La Lybie et la fin des illusions occidentales
Les soldats de l'armée Lybienne
Cinq
mois après le début des bombardements, il n’est plus possible de croire
la version officielle du début des évènements en Libye et des massacres
imputés au « régime de Kadhafi ». Simultanément, il faut désormais
tenir compte de la riposte judiciaire et diplomatique libyenne qui met
en évidence les crimes contre la paix commis par la propagande TV, les
crimes de guerre perpétrés par les militaires de l’OTAN, et les crimes
contre l’humanité commis par les dirigeants politiques de l’Alliance
atlantique.
Une petite moitié d’Européens soutiennent encore la
guerre contre la Libye. Leur position se fonde sur des informations
erronées. Ils croient en effet encore que le « régime de Kadhafi » a
réprimé dans le sang des manifestations à Benghazi en février et a
bombardé des quartiers de Tripoli, tandis que le colonel lui-même aurait
promis de faire couler des « fleuves de sang » si ses compatriotes
continuaient à contester son autorité.
═══
Consigne
Pouvez-vous recopier à l'identique le passage du texte ci-dessus sur la guerre en Libye, de « Une petite moitié » à « contester son autorité. » ?
═══
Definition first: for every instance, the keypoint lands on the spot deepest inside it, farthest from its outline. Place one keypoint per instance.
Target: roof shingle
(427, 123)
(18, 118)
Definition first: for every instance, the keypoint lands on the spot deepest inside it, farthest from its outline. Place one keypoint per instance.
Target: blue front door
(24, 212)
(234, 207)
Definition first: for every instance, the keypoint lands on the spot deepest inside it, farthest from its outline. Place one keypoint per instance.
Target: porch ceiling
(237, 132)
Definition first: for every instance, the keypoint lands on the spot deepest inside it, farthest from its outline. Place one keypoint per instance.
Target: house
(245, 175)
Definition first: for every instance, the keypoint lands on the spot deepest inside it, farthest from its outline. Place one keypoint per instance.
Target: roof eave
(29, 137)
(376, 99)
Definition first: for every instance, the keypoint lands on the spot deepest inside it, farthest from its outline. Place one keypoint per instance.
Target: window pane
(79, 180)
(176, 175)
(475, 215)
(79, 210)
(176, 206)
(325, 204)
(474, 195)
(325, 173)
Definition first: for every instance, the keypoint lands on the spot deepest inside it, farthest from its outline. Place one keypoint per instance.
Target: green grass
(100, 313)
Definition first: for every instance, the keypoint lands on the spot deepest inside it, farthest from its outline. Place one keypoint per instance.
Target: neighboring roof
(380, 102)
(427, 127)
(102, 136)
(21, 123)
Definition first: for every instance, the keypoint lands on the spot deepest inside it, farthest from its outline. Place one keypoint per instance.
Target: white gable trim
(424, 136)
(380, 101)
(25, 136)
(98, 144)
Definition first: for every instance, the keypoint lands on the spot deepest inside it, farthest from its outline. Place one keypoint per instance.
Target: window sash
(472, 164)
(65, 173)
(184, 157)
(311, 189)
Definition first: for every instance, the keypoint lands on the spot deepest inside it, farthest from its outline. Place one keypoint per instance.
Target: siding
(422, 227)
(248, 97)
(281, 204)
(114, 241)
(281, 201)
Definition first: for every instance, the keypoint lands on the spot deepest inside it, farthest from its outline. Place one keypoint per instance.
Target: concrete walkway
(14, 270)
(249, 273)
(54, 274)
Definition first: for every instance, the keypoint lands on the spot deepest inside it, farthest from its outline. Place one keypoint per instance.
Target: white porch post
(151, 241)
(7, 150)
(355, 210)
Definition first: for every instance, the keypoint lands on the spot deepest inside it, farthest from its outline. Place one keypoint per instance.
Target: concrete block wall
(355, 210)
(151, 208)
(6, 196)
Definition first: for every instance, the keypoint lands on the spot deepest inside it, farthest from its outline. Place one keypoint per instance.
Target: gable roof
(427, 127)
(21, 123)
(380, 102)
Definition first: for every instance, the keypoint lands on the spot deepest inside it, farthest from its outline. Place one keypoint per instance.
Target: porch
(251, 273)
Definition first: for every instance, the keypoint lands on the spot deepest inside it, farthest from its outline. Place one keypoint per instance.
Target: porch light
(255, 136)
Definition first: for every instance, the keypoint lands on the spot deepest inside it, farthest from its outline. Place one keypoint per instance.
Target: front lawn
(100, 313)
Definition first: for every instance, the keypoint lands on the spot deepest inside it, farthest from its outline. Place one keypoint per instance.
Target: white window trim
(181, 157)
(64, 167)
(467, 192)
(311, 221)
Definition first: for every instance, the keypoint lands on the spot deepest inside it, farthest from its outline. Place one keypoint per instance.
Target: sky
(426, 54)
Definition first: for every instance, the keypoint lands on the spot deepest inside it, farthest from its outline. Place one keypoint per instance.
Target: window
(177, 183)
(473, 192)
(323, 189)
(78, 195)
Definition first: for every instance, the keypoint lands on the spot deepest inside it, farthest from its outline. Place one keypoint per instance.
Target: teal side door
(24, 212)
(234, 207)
═══
Réponse attendue
Une petite moitié d’Européens soutiennent encore la
guerre contre la Libye. Leur position se fonde sur des informations
erronées. Ils croient en effet encore que le « régime de Kadhafi » a
réprimé dans le sang des manifestations à Benghazi en février et a
bombardé des quartiers de Tripoli, tandis que le colonel lui-même aurait
promis de faire couler des « fleuves de sang » si ses compatriotes
continuaient à contester son autorité.